▶ _Text section_:

__________

Fix watchlist content filters: live false positives + auto-scan bypass

Two bugs reported in issue #320:

1. Auto-watchlist scan bypassed Global Override settings.
   scan_watchlist_profile applied _apply_global_watchlist_overrides, but
   the scheduled auto-scan called scan_watchlist_artists directly —
   bypassing the override. Users who unchecked "Albums" or "Live" under
   Watchlist → Global Override still saw full albums and live tracks
   added during nightly scans (per-artist defaults, which include
   everything, won).

   Moved override application into scan_watchlist_artists itself so
   every entry point respects it. scan_watchlist_profile now forwards
   the apply_global_overrides flag through to avoid double-application.

2. is_live_version (watchlist + discography backfill) and
   live_commentary_cleaner's content patterns used bare \blive\b, which
   matched verb uses like "What We Live For" by American Authors,
   "Live Forever" by Oasis, "Live and Let Die" by Wings.

   Tightened the live patterns to require clear recording context:
   (Live) / [Live Version] / - Live / Live at|from|in|on|version|
   session|recording|performance|album|show|tour|concert|edit|cut|take
   / In Concert / On Stage / Unplugged / Concert.

   Locked in 11 regression tests covering the reported false positives
   (What We Live For, Live Forever, Living on a Prayer, Live and Let Die)
   and the reported true positives (Dimension - Live at Big Day Out,
   MTV Unplugged, etc.).

Version bumped to 2.37 with changelog entries.
pull/349/head
Broque Thomas 1 month ago
parent 178719e443
commit e5d4d61c0e

@ -11,13 +11,18 @@ logger = get_logger("repair_job.live_commentary_cleaner")
# Keywords that indicate unwanted content types
# Each tuple: (keyword, content_type_label)
#
# Live patterns require clear recording context — the bare `\blive\b` was
# too loose and falsely flagged verb uses like "What We Live For" by
# American Authors or "Live Forever" by Oasis.

__________

▶ _Data excerpt_:
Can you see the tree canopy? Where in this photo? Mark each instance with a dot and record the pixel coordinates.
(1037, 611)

__________

▶ _Written problem_:
Extend the commit on the watchlist content-filter fix, picking up right after its final line. You won't need the material for this.

▶ _Reply to the task_:
_CONTENT_PATTERNS = [
# Live
(r'\blive\b', 'live'),
(r'\blive at\b', 'live'),
(r'\blive from\b', 'live'),
(r'\blive in\b', 'live'),
(r'[\(\[]live\b', 'live'), # (Live), [Live at ...]
(r'-\s*live\b', 'live'), # Song - Live
(r'\blive (at|from|in|on|version|session|recording|performance|album|show|tour|concert|edit|cut|take)\b', 'live'),
(r'\bin concert\b', 'live'),
(r'\bconcert\b', 'live'),
(r'\bon stage\b', 'live'),
(r'\bunplugged\b', 'live'),
# Commentary
(r'\bcommentary\b', 'commentary'),

@ -85,6 +85,11 @@ def is_live_version(track_name: str, album_name: str = "") -> bool:
"""
Detect if a track or album is a live version.
Uses patterns that require a clear live-recording context (parenthesized
"(Live)", dash-suffixed "- Live", or "live" with a location/format
modifier). The bare `\\blive\\b` pattern was too loose it falsely
flagged verb uses like "What We Live For" or "Live Forever".
Args:
track_name: Track name to check
album_name: Album name to check (optional)
@ -98,17 +103,18 @@ def is_live_version(track_name: str, album_name: str = "") -> bool:
# Combine track and album names for comprehensive checking
text_to_check = f"{track_name} {album_name}".lower()
# Live version patterns
# Live-recording patterns — each one requires clear context so verbs
# like "What We Live For" / "Live Forever" / "Living on a Prayer" don't
# get swept up.
live_patterns = [
r'\blive\b', # (Live), Live at, etc.
r'\blive at\b', # Live at Madison Square Garden
r'\bconcert\b', # Concert, Live Concert
r'[\(\[]live\b', # (Live), (Live at ...), [Live Version]
r'-\s*live\b', # Song - Live, Song - Live at ...
# "live" followed by a recording-context word
r'\blive (at|from|in|on|version|session|recording|performance|album|show|tour|concert|edit|cut|take)\b',
r'\bin concert\b', # In Concert
r'\bunplugged\b', # MTV Unplugged (usually live)
r'\blive session\b', # Live Session
r'\blive from\b', # Live from...
r'\blive recording\b', # Live Recording
r'\bconcert\b', # Concert (album name)
r'\bon stage\b', # On Stage
r'\bunplugged\b', # MTV Unplugged
]
for pattern in live_patterns:
@ -939,9 +945,8 @@ class WatchlistScanner:
if watchlist_artists is None:
watchlist_artists = self.database.get_watchlist_artists(profile_id=profile_id)
if apply_global_overrides:
self._apply_global_watchlist_overrides(watchlist_artists)
# scan_watchlist_artists applies overrides itself now — pass the flag
# through instead of applying here (prevents double-application).
return self.scan_watchlist_artists(
watchlist_artists,
profile_id=profile_id,
@ -950,6 +955,7 @@ class WatchlistScanner:
cancel_check=cancel_check,
artist_index_offset=artist_index_offset,
total_artists_override=total_artists_override,
apply_global_overrides=apply_global_overrides,
)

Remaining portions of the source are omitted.